##### Trecho selecionado

Um fenômeno tornou-se mais visível e preocupante, desde que o secretário-geral da FIFA, Jerôme Valcke  – homem forte da categoria dos pesos pesados da entidade que controla o futebol mundial – pisou no começo da semana passada, mais uma vez, por estas bandas tropicais: sobra no ar a eletricidade que falta e tem produzido frequentes “apagões” nas linhas administradas pelo ministro da Energia, Edison Lobão, no governo federal.

O principal efeito (e o mais grave): a recorrente tentação das medidas de exceção parece rondar, perigosamente, o Palácio do Planalto e o espírito dos atuais donos do poder e seus acólitos, à medida que os jogos do Mundial e os comícios eleitorais das eleições quase gerais (com destaque para a sucessão presidencial) se aproximam. Luz amarela acesa neste começo de 2014, marcado desde já por estes dois eventos carregados de paixões e cargas elétricas de alto poder explosivo.

##########
##### Dados de origem

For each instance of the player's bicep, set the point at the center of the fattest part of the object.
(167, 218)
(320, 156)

##########
##### Dados de origem

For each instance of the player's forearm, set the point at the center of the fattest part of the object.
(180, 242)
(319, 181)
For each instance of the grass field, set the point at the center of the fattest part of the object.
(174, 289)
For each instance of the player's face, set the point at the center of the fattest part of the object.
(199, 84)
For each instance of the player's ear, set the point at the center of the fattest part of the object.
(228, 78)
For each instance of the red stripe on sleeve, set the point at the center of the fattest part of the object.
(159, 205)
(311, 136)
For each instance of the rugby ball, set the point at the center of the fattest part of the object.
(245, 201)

##########

**Requisitos:**
**1)** Transcreva do texto sobre a Copa e as eleições de 2014 a passagem entre "Um fenômeno tornou-se" e "no governo federal.", inclusive.
**2)** Diga quantas linhas acima contêm a palavra "part", levando em conta maiúsculas e minúsculas. Responda só com o número.

**Respostas em ordem:**
**1)**
Um fenômeno tornou-se mais visível e preocupante, desde que o secretário-geral da FIFA, Jerôme Valcke  – homem forte da categoria dos pesos pesados da entidade que controla o futebol mundial – pisou no começo da semana passada, mais uma vez, por estas bandas tropicais: sobra no ar a eletricidade que falta e tem produzido frequentes “apagões” nas linhas administradas pelo ministro da Energia, Edison Lobão, no governo federal.

**2)** 7